What you have to do - Copy every line of the material below word for word, from the first line to the last.

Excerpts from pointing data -

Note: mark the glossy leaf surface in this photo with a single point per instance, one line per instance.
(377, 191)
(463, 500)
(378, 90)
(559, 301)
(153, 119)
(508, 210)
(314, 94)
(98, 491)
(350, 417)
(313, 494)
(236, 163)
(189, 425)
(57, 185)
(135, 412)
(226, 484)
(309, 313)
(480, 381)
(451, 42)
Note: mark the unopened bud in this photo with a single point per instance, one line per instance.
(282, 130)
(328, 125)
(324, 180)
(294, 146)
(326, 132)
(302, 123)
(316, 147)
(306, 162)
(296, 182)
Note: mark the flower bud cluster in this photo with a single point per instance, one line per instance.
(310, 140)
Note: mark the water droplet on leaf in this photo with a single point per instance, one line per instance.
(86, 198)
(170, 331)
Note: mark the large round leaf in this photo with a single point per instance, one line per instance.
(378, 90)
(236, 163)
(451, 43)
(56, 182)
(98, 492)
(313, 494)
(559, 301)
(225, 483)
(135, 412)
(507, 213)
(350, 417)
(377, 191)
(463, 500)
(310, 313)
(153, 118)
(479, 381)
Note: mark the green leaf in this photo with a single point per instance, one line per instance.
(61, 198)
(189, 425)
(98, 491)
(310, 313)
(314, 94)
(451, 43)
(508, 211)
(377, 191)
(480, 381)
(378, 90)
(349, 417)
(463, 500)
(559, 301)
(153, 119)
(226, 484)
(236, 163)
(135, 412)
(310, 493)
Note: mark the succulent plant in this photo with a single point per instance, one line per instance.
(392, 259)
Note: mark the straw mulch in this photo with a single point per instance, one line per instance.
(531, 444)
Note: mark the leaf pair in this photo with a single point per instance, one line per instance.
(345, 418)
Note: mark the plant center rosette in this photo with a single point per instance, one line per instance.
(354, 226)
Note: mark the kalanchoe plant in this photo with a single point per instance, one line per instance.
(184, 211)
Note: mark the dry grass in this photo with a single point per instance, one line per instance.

Solution to this task -
Note: mark the glossy leaf surface in this photo with a single point per instance, one line per instance.
(377, 191)
(463, 500)
(378, 90)
(559, 301)
(153, 119)
(508, 210)
(314, 94)
(98, 491)
(350, 417)
(313, 494)
(236, 163)
(189, 425)
(57, 185)
(135, 412)
(226, 484)
(309, 313)
(480, 381)
(451, 42)
Note: mark the unopened bud in this photo with a single point per instance, one line per instance.
(282, 130)
(328, 125)
(324, 180)
(294, 146)
(326, 132)
(302, 123)
(316, 147)
(306, 162)
(296, 182)
Note: mark the flower bud cluster in this photo with a single point per instance, one line per instance.
(310, 140)
Note: mark the water droplet on leaf in this photo with a single point per instance, one line per instance.
(86, 198)
(170, 331)
Note: mark the large round leaf in this photo with a single point per instance, one line per instance.
(378, 90)
(236, 163)
(451, 43)
(56, 182)
(98, 492)
(313, 494)
(559, 301)
(225, 483)
(135, 412)
(507, 213)
(350, 417)
(377, 191)
(463, 500)
(310, 313)
(153, 118)
(479, 381)
Note: mark the green leaf in this photo with a single point per instance, one line per instance.
(61, 198)
(189, 425)
(98, 491)
(310, 313)
(314, 94)
(451, 43)
(508, 211)
(377, 191)
(480, 381)
(378, 90)
(349, 417)
(463, 500)
(559, 301)
(153, 119)
(226, 484)
(236, 163)
(135, 412)
(310, 493)
Note: mark the succulent plant in this photo with a single point per instance, one line per instance.
(392, 259)
Note: mark the straw mulch in this photo with a single point per instance, one line per instance.
(531, 444)
Note: mark the leaf pair in this photo with a single point per instance, one line per instance.
(345, 418)
Note: mark the plant center rosette in this photo with a single point per instance, one line per instance.
(354, 226)
Note: mark the kalanchoe plant in this photo with a single point per instance, one line per instance.
(184, 211)
Note: mark the dry grass in this photo with a single point per instance, one line per instance.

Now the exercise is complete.